Articolo
----------------
Tradizione e innovazione nell’unità delle lotte in Francia

Lo spontaneismo si addice ai movimenti dal basso, ad una irregolarità salvifica delle lotte che, a volte, sfuggono alla dirigenza politica e sindacale e prendono strade impreviste e, per...

Lo spontaneismo si addice ai movimenti dal basso, ad una irregolarità salvifica delle lotte che, a volte, sfuggono alla dirigenza politica e sindacale e prendono strade impreviste e, per questo, dimostrano una capacità di incidenza ancora maggiore nei confronti dei governi e degli apparati di potere che difendono controriforme antisociali evidentissime a tutte le classi, a tutti i ceti, alla stragrande maggioranza della popolazione.

La Francia, a questo proposito, insegna: la saldatura tra il grande sollevamento contro la legge, appena approvata dal Senato della République, sull’innalzamento dell’età pensionabile, ostinatamente voluta dal governo macronista e dai settori confindustriali e borghesi, e lo sciopero transfemminista dell’8 marzo, ci dicono della possibilità concreta e, soprattutto, della necessità di una saldatura delle lotte, di una ricomposizione decisa tra diritti sociali e diritti civili.
----------------
Dati forniti
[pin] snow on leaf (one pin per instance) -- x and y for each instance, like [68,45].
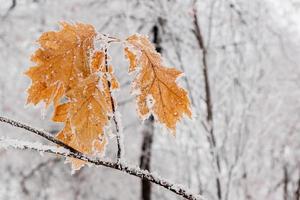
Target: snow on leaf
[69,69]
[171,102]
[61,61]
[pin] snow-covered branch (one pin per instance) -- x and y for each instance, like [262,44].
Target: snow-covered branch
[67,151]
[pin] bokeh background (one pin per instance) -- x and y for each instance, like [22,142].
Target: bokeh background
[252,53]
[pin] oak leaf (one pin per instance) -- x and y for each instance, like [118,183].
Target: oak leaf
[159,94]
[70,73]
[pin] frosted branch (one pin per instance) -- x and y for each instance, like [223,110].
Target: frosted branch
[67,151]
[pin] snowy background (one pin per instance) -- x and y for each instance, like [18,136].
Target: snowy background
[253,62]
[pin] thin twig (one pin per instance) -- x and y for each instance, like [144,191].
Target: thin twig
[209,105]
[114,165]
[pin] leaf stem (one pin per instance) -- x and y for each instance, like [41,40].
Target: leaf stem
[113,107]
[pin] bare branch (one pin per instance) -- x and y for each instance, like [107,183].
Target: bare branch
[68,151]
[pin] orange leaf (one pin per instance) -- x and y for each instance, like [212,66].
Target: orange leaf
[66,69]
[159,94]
----------------
Obiettivo 1
Traduci in inglese questa frase dell'articolo sulle lotte in Francia: "Lo spontaneismo si addice ai movimenti dal basso, ad una irregolarità salvifica delle lotte che, a volte, sfuggono alla dirigenza politica e sindacale e prendono strade impreviste e, per questo, dimostrano una capacità di incidenza ancora maggiore nei confronti dei governi e degli apparati di potere che difendono controriforme antisociali evidentissime a tutte le classi, a tutti i ceti, alla stragrande maggioranza della popolazione."
Obiettivo 2
Riprendi l'articolo sulle lotte in Francia dopo l'ultima frase e scrivi il seguito.

Risposta corretta 1
Spontaneity suits grassroots movements, a redemptive irregularity of struggles that at times slip out of the control of the political and union leadership and take unexpected paths and, for this reason, show an even greater ability to have an impact on governments and on the power structures that defend antisocial counter-reforms, glaringly obvious to all classes, to all social strata, to the overwhelming majority of the population.

Risposta corretta 2
Il cambiamento sociale, del resto, è fittizio se non si porta appresso un mutamento anche culturale, civico e civile: rovesciando i termini, ogni campagna di affermazione di nuovi diritti in questo senso è puramente formale se non contribuisce a determinare un capovolgimento dei rapporti di forza in seno ad una società in cui il liberismo si esprime sempre con maggiore virulenza attraverso gli attacchi alle fondamenta del vecchio “stato sociale” occidentalmente inteso.

Non stupisce che sia proprio dalla Francia che riemerga una protesta così ampia, unitaria sia sul piano politico sia su quello sindacale: non è soltanto un fatto che rimanda alla grande tradizione rivoluzionaria, storicamente intesa e data dalla Bastiglia alla Comune; ma è, in primis, un il prodotto di mutamenti tutti attuali, riconducibili ad una difesa che mette insieme la laicità dello Stato con il dovere dello stesso di essere res publica, di occuparsi quindi della tutela delle classi più indigenti e deboli.

L’inconografia più recente ci ha sempre mostrato nelle banlieue la linea del fronte di una nuova lotta di classe, di un nuovo multietnicismo e multiculturalismo di cui, del resto, la Francia è sempre stata portatrice per il suo passato (mai del tutto passato…) coloniale e al ruolo internazionale che ha esercitato prima dell’egemonia globale britannica e statunitense.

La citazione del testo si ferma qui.